BEGIN PROVIDED PASSAGE

11 Miscellaneous Provisions.
11.1 Notices. Any notice, payment, demand or communication required or permitted to be given by any provision of this Agreement shall be in writing and shall be deemed to have been delivered and given for all purposes: (a) when delivered personally to the party or to an officer of the party to whom the same is directed, (b) when received by facsimile or other electronic means, (c) when delivered by overnight courier, or (d) five (5) days after being deposited in the United States mail registered or certified mail, postage and charges prepaid, addressed to the addresses as any Member may from time to time specify by written notice to the Company. Any notice may at any time be waived by the person entitled to receive the notice.
11.2 Section Captions. Section and other captions contained in this Agreement are for reference purposes only and are in no way intended to describe, interpret, define or limit the scope, extent or intent of any part of this Agreement.
11.3 Severability. Every provision of this Agreement is intended to be severable. If any term or provision hereof is illegal or invalid for any reason whatsoever, the illegality or invalidity shall not affect the validity of the remainder of this Agreement.

END PROVIDED PASSAGE

## GIVEN REQUEST 1
In the rows, from the start through the line with "307;79;488;146", change "concrete driveway" to "paved driveway" and write out those lines with nothing else altered.

BEGIN STORED RECORDS

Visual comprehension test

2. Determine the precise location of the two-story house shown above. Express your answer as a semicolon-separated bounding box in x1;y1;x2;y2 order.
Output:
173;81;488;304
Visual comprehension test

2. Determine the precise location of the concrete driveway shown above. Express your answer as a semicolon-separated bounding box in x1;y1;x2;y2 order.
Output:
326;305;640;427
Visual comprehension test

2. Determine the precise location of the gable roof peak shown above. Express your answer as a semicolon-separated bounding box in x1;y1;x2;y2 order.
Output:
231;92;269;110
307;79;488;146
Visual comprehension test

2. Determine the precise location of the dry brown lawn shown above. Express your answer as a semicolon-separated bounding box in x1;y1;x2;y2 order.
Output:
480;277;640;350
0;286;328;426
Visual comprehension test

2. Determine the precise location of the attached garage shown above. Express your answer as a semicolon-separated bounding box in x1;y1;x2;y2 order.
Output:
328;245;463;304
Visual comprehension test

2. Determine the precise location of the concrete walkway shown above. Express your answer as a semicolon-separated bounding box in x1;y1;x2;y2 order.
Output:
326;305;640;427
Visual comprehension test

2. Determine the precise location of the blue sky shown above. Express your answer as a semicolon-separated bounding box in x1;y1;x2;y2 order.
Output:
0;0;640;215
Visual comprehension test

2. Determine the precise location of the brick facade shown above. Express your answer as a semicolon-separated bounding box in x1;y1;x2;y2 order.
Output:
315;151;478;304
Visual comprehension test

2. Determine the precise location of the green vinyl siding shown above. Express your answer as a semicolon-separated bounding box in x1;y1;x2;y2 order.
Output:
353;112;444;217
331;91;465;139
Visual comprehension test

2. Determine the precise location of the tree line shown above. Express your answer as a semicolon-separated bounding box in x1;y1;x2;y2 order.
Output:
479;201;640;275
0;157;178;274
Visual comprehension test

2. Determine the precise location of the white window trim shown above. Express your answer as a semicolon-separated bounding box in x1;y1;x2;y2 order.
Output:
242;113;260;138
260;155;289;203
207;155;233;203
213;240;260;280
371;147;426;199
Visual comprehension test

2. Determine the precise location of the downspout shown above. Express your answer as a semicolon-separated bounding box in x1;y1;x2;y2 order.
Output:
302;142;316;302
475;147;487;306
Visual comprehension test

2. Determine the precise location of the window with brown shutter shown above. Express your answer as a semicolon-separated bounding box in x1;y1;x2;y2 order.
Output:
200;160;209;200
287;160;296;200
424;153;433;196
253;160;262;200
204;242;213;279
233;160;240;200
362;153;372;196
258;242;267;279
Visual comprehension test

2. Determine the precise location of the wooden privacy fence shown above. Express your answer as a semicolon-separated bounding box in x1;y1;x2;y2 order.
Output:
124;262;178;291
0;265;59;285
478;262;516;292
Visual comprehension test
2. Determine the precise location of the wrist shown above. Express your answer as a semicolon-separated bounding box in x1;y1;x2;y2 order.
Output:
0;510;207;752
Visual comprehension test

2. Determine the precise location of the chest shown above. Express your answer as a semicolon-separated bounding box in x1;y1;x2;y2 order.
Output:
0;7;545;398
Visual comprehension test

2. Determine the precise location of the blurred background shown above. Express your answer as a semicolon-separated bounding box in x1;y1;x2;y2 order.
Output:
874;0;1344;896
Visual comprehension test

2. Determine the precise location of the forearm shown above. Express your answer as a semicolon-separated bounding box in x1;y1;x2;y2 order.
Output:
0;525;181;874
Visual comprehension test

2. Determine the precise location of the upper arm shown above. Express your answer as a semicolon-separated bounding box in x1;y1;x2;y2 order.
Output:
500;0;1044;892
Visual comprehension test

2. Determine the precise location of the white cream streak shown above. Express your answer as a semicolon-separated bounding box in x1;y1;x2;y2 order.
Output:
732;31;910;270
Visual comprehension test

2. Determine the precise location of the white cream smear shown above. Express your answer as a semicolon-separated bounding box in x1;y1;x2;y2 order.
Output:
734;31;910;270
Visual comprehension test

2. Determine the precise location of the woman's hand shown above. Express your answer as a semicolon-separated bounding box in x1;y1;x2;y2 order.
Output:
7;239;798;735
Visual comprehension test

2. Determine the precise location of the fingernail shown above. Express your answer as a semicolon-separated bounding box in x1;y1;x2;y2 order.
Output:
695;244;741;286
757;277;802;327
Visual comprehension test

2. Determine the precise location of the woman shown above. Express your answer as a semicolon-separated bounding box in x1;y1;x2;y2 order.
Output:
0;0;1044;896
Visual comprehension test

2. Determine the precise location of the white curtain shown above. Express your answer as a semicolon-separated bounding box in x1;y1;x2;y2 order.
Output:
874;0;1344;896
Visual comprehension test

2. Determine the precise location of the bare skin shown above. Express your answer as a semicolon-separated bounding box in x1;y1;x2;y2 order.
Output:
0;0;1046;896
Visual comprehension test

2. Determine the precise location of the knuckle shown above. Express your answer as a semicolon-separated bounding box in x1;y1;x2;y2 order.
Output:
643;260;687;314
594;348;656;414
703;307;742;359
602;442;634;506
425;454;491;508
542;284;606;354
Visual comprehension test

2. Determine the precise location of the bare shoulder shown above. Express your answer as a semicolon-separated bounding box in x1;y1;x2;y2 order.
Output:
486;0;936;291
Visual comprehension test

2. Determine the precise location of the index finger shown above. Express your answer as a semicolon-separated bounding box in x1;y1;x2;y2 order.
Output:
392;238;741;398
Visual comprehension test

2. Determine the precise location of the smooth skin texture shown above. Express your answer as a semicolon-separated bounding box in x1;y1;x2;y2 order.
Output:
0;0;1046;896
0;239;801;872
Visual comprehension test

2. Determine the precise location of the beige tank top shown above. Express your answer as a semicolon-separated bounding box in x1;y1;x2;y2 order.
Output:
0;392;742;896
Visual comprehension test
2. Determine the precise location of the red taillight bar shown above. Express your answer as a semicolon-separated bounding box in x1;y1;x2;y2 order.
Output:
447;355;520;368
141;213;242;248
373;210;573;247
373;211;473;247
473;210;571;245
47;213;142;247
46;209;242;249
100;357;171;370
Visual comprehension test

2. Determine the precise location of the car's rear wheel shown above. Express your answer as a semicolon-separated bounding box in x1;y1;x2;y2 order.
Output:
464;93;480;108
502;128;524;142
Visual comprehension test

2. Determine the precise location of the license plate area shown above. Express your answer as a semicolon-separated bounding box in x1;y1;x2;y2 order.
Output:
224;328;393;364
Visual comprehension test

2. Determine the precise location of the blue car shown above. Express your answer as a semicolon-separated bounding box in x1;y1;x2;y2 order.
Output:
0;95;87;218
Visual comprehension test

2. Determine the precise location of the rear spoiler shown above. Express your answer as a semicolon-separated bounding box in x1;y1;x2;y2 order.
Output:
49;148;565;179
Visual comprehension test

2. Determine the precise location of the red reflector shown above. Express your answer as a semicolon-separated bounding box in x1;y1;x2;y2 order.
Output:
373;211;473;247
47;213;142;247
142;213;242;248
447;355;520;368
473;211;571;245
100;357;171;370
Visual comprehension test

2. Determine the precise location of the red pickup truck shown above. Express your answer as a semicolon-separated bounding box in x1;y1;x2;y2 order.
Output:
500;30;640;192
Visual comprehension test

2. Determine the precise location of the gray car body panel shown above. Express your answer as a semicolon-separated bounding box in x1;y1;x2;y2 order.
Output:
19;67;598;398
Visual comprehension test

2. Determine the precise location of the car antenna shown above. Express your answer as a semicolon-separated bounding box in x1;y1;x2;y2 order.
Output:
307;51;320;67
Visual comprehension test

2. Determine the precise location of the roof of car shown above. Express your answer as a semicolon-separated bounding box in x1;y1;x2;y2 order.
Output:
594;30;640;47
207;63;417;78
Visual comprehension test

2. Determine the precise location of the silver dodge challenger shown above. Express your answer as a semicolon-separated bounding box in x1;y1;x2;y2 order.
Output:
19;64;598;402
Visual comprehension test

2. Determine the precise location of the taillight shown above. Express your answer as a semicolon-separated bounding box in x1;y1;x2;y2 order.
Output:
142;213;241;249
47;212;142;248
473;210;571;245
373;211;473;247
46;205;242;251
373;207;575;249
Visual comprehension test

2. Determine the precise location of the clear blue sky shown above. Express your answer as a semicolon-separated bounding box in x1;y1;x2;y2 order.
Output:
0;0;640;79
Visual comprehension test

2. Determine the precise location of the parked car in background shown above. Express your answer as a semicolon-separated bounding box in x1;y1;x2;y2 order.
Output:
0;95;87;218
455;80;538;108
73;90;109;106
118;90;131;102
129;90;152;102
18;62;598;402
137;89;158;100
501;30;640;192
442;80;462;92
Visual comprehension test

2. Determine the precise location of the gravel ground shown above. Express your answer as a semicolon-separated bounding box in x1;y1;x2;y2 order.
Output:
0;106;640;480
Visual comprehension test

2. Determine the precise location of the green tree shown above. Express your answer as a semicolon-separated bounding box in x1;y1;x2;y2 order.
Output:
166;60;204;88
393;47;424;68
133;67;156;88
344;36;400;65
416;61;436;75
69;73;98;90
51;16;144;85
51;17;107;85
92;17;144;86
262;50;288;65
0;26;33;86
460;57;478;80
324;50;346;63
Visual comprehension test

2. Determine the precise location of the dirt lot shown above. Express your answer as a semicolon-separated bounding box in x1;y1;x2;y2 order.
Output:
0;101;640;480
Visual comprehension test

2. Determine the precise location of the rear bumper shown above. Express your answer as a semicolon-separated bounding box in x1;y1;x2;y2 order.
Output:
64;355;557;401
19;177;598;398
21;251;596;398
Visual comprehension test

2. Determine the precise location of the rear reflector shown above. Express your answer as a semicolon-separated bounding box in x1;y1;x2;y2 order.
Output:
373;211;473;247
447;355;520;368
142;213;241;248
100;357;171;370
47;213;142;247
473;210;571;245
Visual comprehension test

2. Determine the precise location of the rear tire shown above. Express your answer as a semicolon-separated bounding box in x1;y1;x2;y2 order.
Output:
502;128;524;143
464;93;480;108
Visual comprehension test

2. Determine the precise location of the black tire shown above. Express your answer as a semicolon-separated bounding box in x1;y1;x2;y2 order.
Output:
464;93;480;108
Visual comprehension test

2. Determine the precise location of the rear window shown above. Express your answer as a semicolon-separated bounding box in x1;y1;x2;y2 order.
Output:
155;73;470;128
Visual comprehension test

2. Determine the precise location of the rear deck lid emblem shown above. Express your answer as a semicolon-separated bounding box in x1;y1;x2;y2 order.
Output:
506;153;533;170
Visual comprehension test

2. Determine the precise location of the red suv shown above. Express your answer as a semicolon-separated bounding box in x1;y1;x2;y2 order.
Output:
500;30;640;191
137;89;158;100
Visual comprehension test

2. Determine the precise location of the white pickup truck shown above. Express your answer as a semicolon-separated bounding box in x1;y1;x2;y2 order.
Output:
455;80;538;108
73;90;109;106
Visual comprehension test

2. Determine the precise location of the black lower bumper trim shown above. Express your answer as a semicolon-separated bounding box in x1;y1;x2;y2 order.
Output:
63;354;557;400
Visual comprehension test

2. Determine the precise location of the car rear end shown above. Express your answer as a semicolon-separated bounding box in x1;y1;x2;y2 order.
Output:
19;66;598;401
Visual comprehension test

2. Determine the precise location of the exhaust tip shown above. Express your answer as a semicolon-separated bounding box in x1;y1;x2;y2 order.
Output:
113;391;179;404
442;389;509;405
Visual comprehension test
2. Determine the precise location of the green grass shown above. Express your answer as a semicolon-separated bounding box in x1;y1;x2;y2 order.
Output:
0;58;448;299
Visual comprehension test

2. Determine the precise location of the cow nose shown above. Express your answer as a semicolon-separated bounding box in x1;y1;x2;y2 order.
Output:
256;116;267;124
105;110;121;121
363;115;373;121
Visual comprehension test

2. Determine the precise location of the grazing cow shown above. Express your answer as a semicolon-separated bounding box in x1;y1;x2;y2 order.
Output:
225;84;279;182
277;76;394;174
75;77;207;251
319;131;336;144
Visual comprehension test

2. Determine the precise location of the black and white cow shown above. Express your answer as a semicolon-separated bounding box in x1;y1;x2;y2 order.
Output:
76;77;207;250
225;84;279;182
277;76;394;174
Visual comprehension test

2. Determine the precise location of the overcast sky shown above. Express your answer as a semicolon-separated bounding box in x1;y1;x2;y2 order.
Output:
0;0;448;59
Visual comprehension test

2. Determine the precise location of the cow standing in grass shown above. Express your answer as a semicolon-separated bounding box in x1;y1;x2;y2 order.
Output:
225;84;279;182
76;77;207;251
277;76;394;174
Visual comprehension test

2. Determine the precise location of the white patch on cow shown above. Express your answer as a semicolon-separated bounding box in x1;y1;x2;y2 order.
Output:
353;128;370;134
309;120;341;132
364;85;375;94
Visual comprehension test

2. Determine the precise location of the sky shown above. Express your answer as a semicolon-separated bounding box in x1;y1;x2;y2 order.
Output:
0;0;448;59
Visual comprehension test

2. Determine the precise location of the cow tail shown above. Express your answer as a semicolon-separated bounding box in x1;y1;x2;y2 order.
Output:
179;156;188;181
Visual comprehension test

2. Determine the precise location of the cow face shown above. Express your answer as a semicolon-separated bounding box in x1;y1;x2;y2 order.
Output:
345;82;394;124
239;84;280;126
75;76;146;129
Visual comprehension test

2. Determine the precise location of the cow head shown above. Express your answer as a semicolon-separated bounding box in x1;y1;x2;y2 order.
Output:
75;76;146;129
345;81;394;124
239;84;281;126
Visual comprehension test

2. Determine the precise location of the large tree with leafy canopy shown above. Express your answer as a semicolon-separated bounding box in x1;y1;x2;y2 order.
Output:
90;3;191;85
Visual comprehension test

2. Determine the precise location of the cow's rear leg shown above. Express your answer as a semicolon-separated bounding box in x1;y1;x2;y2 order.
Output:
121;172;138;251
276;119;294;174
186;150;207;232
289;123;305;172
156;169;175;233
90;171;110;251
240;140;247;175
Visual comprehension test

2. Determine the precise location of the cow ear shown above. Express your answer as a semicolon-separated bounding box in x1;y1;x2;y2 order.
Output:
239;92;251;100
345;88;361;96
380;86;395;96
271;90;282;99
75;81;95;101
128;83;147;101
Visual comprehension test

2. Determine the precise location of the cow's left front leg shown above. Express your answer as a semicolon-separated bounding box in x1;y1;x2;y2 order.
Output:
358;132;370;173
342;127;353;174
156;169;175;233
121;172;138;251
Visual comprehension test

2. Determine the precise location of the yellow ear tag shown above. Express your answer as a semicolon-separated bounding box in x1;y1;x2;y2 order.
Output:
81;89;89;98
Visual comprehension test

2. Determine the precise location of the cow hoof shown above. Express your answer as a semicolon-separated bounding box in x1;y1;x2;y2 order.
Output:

END STORED RECORDS

## GIVEN REQUEST 2
Answer these from the agreement provisions:
(a) How many days after being deposited in the United States mail is a notice deemed delivered?
(b) What purposes are section captions said to be for?
(c) If a term is found illegal or invalid, what does that illegality or invalidity not affect?

## CORRECT RESPONSE 1
Visual comprehension test

2. Determine the precise location of the two-story house shown above. Express your answer as a semicolon-separated bounding box in x1;y1;x2;y2 order.
Output:
173;81;488;304
Visual comprehension test

2. Determine the precise location of the paved driveway shown above. Express your answer as a semicolon-separated bounding box in x1;y1;x2;y2 order.
Output:
326;305;640;427
Visual comprehension test

2. Determine the precise location of the gable roof peak shown above. Express your answer as a semicolon-separated bounding box in x1;y1;x2;y2 order.
Output:
231;92;269;110
307;79;488;146

## CORRECT RESPONSE 2
(a) Five (5) days.
(b) Reference purposes only.
(c) The validity of the remainder of this Agreement.